# ОТРЫВОК:
Геометрия, оперирующая линиями, поверхностями, геометрическими фигурами, отвлекается от единичных явлений; она «даёт свои законы, абстрагируясь от конкретных предметов, рассматривая предметы, как тела, лишённые конкретности, и определяя отношения между ними не как конкретные отношения таких-то конкретных предметов, а как отношения тел вообще, лишённые всякой конкретности».



В отличие от науки, искусство никогда не абстрагируется от конкретных предметов, а наоборот, все воплощает в форме единичных явлений, то есть в буквальном смысле слова «воплощает» идею в плоти реальных предметов. Самые отвлеченные и всеобщие идеи художник способен воплощать лишь с помощью изображения тех или иных конкретных явлений. Идея материнства содержится в образе Сикстинской мадонны Рафаэля, идея патриотического самопожертвования — в облике трех братьев Горациев (картина Давида), идея советского гуманизма — в фигуре советского воина, бережно держащего на руках ребенка (скульптура Вучетича), и т. д. Произведение искусства всегда выступает как предмет непосредственного, эмоционального, чувственного восприятия. Художник как бы возвращает обобщение в мир реально существующих предметов и явлений объективной действительности.

# ОТОБРАННЫЕ СТРОКИ:
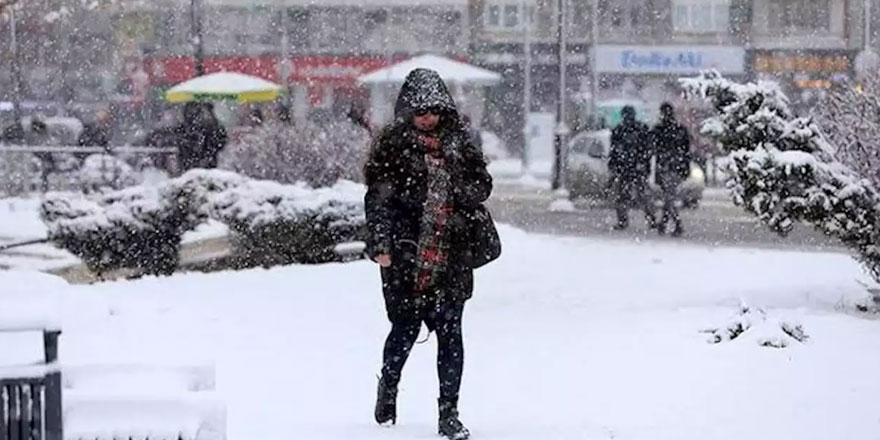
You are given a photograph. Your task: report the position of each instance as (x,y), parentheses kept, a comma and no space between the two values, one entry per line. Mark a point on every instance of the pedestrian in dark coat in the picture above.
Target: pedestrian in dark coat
(630,167)
(97,133)
(201,137)
(672,146)
(426,183)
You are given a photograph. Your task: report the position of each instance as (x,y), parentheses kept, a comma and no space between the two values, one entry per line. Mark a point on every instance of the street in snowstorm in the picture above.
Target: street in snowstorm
(457,219)
(716,222)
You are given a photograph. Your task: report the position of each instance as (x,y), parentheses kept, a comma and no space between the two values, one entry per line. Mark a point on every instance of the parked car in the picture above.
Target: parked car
(588,176)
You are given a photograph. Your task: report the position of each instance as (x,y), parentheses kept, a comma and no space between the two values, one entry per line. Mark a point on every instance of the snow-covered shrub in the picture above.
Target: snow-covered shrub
(190,194)
(103,172)
(141,227)
(850,118)
(782,168)
(281,224)
(131,228)
(764,330)
(319,154)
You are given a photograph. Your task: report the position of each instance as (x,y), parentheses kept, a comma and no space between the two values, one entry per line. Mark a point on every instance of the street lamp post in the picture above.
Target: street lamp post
(196,22)
(16,65)
(594,72)
(527,81)
(561,129)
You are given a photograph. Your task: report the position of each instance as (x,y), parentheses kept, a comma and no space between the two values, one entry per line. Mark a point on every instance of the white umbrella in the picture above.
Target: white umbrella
(232,86)
(454,72)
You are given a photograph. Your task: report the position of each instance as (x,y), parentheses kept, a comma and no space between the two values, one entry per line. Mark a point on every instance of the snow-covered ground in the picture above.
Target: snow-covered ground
(565,338)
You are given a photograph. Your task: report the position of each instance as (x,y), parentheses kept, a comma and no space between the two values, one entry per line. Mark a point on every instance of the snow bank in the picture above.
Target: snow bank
(601,339)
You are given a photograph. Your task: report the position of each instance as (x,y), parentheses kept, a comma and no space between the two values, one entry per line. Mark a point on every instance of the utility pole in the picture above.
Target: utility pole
(868,47)
(16,65)
(561,129)
(527,82)
(195,9)
(594,71)
(284,64)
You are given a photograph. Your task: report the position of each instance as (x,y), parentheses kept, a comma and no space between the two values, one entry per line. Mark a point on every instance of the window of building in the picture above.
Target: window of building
(626,14)
(701,15)
(800,14)
(505,14)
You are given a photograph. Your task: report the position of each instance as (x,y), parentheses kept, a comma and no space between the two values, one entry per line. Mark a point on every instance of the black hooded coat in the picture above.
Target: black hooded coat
(396,177)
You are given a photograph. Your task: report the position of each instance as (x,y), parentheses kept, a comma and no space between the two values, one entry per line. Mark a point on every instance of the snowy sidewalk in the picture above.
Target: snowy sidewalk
(565,339)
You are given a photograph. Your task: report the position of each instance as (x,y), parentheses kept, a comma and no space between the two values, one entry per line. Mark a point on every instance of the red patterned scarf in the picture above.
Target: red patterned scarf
(433,251)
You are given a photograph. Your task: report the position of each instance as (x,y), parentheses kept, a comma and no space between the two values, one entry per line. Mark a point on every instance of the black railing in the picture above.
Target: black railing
(30,407)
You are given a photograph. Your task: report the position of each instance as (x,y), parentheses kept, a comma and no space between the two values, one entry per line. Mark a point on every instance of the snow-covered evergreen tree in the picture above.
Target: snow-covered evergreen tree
(783,169)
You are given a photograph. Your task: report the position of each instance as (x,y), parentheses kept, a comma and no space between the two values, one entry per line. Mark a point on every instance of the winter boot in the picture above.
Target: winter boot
(386,404)
(449,426)
(678,231)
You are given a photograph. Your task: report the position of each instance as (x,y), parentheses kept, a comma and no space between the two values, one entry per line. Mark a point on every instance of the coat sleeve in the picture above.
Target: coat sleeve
(378,174)
(475,183)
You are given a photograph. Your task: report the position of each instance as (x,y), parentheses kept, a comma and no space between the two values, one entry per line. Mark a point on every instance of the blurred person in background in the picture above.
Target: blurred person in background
(630,167)
(200,137)
(672,147)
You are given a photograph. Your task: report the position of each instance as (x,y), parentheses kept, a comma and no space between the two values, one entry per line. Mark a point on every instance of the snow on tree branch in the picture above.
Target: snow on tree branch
(783,169)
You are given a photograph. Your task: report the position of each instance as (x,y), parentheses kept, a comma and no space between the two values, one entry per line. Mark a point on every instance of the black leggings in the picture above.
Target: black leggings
(446,321)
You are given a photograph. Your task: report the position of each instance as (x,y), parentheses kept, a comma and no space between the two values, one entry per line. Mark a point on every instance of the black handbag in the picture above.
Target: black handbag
(485,244)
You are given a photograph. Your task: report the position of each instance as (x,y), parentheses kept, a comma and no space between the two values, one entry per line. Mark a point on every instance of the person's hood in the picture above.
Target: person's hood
(423,88)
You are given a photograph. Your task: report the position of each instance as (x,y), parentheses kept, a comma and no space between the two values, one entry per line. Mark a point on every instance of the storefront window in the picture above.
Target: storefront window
(701,16)
(800,14)
(504,14)
(627,14)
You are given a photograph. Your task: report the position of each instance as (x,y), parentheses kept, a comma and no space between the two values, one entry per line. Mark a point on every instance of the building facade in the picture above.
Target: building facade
(644,46)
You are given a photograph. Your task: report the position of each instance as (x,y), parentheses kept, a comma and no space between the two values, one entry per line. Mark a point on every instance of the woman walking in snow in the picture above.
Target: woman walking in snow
(428,229)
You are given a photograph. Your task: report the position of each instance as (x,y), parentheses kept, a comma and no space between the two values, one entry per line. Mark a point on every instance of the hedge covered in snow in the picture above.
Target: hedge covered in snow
(131,228)
(280,224)
(318,154)
(141,227)
(783,169)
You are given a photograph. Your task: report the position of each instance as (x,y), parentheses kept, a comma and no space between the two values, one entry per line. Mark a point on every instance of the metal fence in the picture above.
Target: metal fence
(27,169)
(30,407)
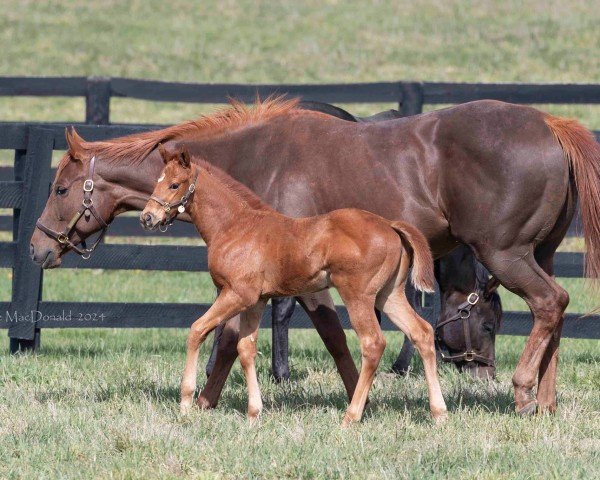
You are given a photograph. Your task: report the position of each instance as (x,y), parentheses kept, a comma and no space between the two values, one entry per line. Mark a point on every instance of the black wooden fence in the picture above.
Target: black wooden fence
(24,189)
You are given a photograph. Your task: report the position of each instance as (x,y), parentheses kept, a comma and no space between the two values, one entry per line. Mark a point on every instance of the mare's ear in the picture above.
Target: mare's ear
(491,286)
(75,143)
(184,157)
(164,153)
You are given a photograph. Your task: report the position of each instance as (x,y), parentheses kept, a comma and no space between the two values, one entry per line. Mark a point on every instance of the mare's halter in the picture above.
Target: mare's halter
(87,208)
(181,204)
(463,314)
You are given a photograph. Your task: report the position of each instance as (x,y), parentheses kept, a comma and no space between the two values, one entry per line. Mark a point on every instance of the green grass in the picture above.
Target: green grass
(103,404)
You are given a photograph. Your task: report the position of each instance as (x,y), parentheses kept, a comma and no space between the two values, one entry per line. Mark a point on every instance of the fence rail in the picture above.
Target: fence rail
(24,188)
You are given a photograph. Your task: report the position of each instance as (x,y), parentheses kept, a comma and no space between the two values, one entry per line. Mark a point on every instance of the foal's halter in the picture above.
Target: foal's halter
(87,208)
(463,314)
(181,204)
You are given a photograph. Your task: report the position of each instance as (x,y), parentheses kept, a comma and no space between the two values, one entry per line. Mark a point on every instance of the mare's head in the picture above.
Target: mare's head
(81,203)
(467,291)
(173,190)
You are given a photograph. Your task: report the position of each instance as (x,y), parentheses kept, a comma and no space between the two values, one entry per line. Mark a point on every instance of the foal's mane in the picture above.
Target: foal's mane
(132,149)
(239,189)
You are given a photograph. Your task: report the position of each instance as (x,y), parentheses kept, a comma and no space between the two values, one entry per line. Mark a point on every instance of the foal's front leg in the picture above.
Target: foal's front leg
(249,324)
(227,304)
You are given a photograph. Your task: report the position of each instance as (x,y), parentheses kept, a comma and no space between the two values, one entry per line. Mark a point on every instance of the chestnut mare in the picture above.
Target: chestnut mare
(500,178)
(256,253)
(469,344)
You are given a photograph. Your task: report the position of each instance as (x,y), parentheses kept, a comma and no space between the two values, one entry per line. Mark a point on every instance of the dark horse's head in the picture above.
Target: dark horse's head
(470,315)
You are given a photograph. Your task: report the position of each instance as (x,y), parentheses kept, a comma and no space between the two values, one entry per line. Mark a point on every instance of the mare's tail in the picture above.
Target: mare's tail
(583,153)
(416,244)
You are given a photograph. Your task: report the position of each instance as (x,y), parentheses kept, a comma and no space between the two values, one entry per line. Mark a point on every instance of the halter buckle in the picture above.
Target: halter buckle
(473,298)
(470,356)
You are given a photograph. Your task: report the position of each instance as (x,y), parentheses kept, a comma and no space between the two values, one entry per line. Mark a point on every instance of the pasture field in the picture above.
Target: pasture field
(103,404)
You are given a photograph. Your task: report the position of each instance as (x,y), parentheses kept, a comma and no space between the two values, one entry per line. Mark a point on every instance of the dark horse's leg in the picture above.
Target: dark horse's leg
(402,363)
(213,353)
(547,301)
(281,314)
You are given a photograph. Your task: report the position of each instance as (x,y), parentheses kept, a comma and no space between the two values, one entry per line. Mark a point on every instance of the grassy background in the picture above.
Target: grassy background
(103,403)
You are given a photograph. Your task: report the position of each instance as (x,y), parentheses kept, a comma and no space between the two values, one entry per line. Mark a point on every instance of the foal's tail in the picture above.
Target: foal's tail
(416,244)
(583,153)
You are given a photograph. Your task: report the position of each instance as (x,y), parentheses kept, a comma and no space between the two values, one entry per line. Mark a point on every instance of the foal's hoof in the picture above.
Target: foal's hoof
(440,417)
(529,409)
(204,404)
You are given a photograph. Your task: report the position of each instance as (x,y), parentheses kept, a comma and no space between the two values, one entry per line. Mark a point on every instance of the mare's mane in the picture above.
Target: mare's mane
(133,149)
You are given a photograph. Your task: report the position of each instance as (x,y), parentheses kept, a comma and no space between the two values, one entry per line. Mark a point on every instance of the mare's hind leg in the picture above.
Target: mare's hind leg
(546,394)
(420,333)
(518,271)
(321,310)
(249,323)
(227,304)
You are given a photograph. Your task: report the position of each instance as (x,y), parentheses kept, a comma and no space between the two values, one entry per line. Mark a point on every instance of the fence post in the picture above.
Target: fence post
(27,277)
(411,102)
(97,101)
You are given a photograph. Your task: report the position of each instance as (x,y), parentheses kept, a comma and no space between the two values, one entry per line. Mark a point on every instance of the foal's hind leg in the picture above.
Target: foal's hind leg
(518,271)
(372,345)
(321,309)
(420,333)
(227,304)
(249,323)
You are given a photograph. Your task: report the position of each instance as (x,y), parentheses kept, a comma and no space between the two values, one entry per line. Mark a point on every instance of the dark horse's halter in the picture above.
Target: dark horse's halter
(469,355)
(180,204)
(87,208)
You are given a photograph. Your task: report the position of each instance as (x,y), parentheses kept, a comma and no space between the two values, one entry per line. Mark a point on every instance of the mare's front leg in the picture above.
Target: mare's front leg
(249,324)
(282,310)
(227,304)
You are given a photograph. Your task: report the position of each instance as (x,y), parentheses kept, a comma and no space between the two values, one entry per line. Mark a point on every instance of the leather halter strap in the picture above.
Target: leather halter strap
(181,203)
(87,207)
(463,314)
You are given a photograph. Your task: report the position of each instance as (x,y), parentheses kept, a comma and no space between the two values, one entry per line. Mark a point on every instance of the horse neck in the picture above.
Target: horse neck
(216,207)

# ЗАДАНИЯ:
1. Ответьте на вопросы по отрывку о науке и искусстве:
(а) С чем, по словам отрывка, работает геометрия?
(б) Какая идея заключена в образе Сикстинской мадонны Рафаэля?
(в) Чья скульптура изображает советского воина с ребенком на руках?
2. Продолжите отрывок о науке и искусстве сразу после его последнего предложения.

# ОТВЕТЫ:
1.
(а) С линиями, поверхностями и геометрическими фигурами.
(б) Идея материнства.
(в) Вучетича.

2.
Разумеется, однако, и произведение искусства для всякого, его воспринимающего, в действительности есть предмет косвенного опыта. Так — по существу, но по форме искусство предлагает результаты познания в виде непосредственно, чувственно воспринимаемых явлений. Наиболее очевидно это в кино, театре и в изобразительном искусстве, где результат познания, обобщения выражается через конкретное изображение данного предмета, данного явления. Картина дает нам, хотя, разумеется, и в преобразованной форме, зрелище того, что мы могли бы увидеть и в самой действительности. Я вижу, как везут боярыню Морозову по старинной московской улочке. Вижу, как готовится купеческая семья встретить жениха-майора, вижу, как суетятся грачи на еще по-зимнему голом дереве, и т. д.

Мое восприятие здесь есть восприятие единичных явлений, хотя и воспроизведенных мастерством живописца, это — восприятие того, что является в жизни предметом непосредственного опыта, начинающегося с чувственного познания предмета.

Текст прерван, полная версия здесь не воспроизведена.